What needs to be done: According to the passage below on recursive file search, what is the default setting for symbolic links when nothing specific is defined for them?

Passage to read:
───
Let’s start with defining the pattern which needs to be searched for. In this example, we will search for all the *txt file / directory names recursively in any given directory. This can be done with getPathMatcher() in FileSystems

PathMatcher pathMatcher = FileSystems.getDefault().getPathMatcher("glob:" + "*txt*");

Now, let’s initiate the search by calling walkFileTree() as mentioned below. We are not defining anything specific for symbolic links so, by default its NO_FOLLOW.

Files.walkFileTree(Paths.get("D://Search"), fileVisitor);

Let’s go through the implementations of class SimpleFileVisitor, we will be overriding only visitFile() & preVisitDirectory() in this example, but its a good practice to override all the five methods so that we have more control over the search. The implementation is pretty simple, based on the pattern the below methods will search for a directory or file and print the path.

@Override
public FileVisitResult visitFile(Path filePath, BasicFileAttributes basicFileAttributes) {
    if (filePath.getName() != null && pathMatcher.matches(filePath.getName()))
        System.out.println("FILE: " + filePath);
    return FileVisitResult.CONTINUE;
}

@Override
public FileVisitResult preVisitDirectory(Path directoryPath) {
    if (directoryPath.getName() != null && pathMatcher.matches(directoryPath.getName()))
───
Recorded information:
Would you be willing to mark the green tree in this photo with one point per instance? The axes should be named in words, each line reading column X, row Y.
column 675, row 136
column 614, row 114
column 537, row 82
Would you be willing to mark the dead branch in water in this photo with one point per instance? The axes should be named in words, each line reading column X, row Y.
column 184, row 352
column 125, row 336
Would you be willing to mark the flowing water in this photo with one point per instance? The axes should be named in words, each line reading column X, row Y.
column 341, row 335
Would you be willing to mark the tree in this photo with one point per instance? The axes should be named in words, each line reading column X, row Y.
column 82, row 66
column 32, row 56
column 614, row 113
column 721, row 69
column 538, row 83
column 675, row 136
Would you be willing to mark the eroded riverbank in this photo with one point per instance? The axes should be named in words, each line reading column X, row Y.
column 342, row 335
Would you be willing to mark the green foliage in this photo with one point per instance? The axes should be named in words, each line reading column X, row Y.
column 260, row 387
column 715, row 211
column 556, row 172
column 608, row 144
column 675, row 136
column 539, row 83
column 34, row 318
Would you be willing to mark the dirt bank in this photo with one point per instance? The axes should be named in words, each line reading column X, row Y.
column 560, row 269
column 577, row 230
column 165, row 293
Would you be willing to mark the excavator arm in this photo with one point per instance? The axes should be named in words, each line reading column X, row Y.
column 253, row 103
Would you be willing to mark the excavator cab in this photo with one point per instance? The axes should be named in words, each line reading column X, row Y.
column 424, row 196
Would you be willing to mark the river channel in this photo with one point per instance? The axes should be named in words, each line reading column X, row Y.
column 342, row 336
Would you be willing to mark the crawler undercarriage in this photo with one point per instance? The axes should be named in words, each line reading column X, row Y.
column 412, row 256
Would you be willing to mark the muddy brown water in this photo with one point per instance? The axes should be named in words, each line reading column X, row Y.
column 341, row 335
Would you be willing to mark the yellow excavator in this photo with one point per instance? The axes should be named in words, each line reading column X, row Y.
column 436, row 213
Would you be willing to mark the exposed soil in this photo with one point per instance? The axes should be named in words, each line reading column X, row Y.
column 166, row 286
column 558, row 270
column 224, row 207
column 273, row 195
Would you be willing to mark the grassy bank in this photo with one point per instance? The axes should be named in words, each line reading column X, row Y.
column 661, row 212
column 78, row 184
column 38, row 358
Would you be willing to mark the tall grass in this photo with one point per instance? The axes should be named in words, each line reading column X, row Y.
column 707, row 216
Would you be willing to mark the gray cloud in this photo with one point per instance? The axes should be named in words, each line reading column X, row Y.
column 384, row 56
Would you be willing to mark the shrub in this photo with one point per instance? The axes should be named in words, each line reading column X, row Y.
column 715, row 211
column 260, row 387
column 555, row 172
───
Correct response: The default is NO_FOLLOW.